> **Challenge**
Reproduce the records word for word, from the line containing "Given the image above, enumerate every snow-covered roof" through the line containing "[207,127,247,170]", both included.
* START Data provided *
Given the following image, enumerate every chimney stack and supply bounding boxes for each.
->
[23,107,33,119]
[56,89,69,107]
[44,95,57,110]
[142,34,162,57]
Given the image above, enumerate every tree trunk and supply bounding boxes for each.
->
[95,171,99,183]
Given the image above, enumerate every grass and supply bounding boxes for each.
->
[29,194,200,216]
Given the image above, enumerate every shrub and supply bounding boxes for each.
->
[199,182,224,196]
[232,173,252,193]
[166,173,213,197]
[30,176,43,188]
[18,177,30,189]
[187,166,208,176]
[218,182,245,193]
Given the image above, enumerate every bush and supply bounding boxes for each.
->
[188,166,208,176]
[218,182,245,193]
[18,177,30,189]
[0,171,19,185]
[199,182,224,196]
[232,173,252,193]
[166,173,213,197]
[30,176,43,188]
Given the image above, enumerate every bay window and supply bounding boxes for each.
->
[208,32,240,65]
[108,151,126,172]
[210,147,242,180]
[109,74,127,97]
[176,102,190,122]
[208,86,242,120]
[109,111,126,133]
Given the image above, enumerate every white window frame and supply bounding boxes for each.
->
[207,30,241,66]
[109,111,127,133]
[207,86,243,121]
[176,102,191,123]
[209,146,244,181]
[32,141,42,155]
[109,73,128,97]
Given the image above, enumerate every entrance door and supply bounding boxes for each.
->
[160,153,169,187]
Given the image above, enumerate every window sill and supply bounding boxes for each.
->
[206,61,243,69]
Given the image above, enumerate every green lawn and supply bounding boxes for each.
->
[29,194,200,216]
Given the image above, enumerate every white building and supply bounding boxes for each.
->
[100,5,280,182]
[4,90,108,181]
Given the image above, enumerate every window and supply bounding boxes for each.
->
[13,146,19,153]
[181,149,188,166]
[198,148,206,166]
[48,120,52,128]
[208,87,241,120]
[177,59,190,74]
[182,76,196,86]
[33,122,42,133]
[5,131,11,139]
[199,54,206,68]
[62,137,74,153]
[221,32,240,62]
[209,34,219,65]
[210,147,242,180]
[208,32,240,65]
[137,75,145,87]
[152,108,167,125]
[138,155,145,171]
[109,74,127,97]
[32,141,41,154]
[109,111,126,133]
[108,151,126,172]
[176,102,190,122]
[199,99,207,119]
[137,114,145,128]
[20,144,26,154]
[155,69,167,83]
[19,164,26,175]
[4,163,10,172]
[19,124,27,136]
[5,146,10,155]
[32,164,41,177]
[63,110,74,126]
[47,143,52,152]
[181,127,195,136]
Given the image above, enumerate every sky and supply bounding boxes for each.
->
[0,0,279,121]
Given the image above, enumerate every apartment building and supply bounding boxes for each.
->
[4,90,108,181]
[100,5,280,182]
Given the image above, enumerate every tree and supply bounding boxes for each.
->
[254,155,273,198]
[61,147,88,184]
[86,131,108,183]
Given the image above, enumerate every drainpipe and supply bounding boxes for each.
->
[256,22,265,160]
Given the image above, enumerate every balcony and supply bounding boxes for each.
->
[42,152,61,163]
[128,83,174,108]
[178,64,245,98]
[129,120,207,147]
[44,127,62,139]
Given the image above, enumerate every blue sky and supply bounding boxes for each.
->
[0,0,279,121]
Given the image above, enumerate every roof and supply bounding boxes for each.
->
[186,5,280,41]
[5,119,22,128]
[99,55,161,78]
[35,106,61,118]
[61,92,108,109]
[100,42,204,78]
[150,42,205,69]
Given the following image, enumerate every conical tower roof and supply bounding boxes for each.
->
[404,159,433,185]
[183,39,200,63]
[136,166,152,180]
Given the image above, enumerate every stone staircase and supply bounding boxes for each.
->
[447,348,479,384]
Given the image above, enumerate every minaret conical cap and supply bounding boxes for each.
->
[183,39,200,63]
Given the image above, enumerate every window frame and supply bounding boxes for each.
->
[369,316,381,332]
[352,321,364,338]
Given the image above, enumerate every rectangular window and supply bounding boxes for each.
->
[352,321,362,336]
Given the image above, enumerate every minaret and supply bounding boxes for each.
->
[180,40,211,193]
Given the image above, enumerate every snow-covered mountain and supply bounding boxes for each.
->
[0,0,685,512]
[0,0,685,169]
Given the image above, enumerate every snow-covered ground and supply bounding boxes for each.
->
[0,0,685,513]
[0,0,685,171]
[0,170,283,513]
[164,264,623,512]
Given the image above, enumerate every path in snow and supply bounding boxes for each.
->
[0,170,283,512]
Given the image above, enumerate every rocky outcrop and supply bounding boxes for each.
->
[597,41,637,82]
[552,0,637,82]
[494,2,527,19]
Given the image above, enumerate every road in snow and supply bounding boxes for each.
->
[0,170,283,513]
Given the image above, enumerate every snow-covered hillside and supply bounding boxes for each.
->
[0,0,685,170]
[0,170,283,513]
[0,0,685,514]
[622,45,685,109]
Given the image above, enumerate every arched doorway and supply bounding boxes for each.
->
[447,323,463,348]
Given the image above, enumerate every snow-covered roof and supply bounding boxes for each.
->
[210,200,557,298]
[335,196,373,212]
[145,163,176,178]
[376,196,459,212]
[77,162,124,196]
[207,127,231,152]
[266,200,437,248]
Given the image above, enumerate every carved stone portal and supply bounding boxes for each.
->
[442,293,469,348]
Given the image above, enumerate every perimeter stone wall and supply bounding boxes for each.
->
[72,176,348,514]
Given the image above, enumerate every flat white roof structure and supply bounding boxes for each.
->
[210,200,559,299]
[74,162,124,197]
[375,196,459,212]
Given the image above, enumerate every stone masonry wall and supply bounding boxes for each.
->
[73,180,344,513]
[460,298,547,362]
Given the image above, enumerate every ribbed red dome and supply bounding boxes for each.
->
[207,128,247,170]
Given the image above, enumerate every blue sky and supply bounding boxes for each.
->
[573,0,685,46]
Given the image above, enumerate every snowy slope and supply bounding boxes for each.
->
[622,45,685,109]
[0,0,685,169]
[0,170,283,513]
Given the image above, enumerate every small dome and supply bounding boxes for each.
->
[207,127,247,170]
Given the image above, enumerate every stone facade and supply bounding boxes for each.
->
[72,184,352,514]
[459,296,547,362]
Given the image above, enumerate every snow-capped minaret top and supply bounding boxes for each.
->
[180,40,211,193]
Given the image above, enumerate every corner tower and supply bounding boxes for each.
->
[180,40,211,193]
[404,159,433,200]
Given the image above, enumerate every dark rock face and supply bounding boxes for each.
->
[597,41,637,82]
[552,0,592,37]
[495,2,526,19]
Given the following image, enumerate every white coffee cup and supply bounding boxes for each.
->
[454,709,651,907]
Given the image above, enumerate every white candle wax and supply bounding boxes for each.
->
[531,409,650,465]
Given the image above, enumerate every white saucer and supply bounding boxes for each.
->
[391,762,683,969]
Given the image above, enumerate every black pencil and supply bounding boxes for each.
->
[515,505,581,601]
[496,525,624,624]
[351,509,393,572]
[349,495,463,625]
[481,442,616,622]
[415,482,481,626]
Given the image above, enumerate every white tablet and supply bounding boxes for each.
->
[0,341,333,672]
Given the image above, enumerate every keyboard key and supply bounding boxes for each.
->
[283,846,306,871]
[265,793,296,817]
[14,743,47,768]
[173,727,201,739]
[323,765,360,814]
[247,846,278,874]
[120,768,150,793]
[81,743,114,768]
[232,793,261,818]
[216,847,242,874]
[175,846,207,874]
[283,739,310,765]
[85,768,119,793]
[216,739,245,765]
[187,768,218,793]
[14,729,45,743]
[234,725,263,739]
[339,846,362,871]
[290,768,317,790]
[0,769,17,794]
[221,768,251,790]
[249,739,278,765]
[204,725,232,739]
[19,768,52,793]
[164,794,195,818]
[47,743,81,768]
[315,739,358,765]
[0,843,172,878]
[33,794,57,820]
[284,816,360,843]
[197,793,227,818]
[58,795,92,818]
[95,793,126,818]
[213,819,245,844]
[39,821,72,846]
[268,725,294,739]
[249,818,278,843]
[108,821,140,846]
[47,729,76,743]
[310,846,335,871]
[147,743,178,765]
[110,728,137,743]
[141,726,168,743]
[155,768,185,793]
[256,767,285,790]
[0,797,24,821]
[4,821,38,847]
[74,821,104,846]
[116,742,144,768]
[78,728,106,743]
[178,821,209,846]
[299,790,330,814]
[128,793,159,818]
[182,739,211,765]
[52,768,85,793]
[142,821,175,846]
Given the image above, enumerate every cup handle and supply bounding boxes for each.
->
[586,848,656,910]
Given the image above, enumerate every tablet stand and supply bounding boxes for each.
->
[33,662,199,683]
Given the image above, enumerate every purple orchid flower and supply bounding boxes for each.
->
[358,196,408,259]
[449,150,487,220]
* END Data provided *
> **Correct result**
Given the image above, enumerate every snow-covered roof and supply bounding boxes for each.
->
[210,200,557,298]
[335,196,373,212]
[145,163,176,178]
[376,196,459,212]
[77,162,124,196]
[207,127,231,152]
[266,200,437,248]
Given the image above, enumerate every carved stone portal and supply bounding boxes for each.
->
[442,293,469,348]
Given the image above, enumerate every perimeter stone wall and supply bounding boxes for each.
->
[72,176,348,514]
Given the image above, enumerate every flat white roof structure and supply bounding boxes for each.
->
[210,200,559,299]
[74,162,124,197]
[375,196,459,212]
Given the image above, enumerate every stone masonry wall and supply bounding boxes for each.
->
[73,180,344,513]
[460,298,547,362]
Given the image above, enumerate every ribbed red dome and supply bounding boxes for each.
->
[207,128,247,170]
Given the image above, enumerate every blue sky and supply bounding boxes for each.
->
[573,0,685,46]
Given the image above, enumerate every snowy slope and supply bounding boxes for each.
->
[622,45,685,109]
[0,0,685,169]
[0,170,283,513]
Given the image above, enumerate every small dome and supply bounding boxes for each.
->
[207,127,247,170]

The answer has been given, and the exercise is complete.